### Required task
Answer these questions about the August 2010 blog post:
(a) What is the sponsorship target for the Trust?
(b) How many toes did Kerstin fracture the week before the walk?
(c) From which city did David and Francine travel?

August Blog 2010
NEWS:
By Clive Lindley-Jones | August 30, 2010 6:39 pm
A very big thank you to all of you who have sponsored us so far, in aid of the Sunflower Trust, to do this wonderful walk.
At the time of writing we are 70% towards our target. If you wanted to help, but had just not got
around to it yet, It is not too late to sponsor me. All you
need to do, if you would like to, is click here and you can help us complete our target of £2000 for the Trust. It is very easy, and safe, these days to sponsor on line and takes a couple of minutes. Either way, as promised, I wanted to let you know how we got on doing this wonderful long distant walk.
Sadly, having fractured two toes the week before, Kerstin had to bow out and have a healing retreat at home, without me cluttering up the place. As one of our lovely B&B land ladies said;
“If she really didn’t want to come, one fractured toe would have been quite sufficient”!
So our good friends David and Francine
travelled from Stockholm and we three headed off to St.Bees to start our little adventure.
Finally, after many months of planning, we were on our way. Little did we know quite how exciting it was going to be just getting up to the starting point. Suffice it to say when the taxi failed to arrive to take us to the station there were all sorts of keystone cop-like capers with mad dashes to the station familiar to viewers of most Richard Curtis films, and later in the day, similar mad scuttling around on Carlisle station, from our, body-on-line-delayed train, to jump on the last train to St. Bees by the skin of our teeth, and head south along the coast of Cumbria the sun setting on the sea and a view of Scotland over the water.

### Given information
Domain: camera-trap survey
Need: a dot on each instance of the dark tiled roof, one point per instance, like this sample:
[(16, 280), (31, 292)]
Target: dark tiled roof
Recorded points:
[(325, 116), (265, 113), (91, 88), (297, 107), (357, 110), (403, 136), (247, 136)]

### Right answer
(a) £2000
(b) Two
(c) Stockholm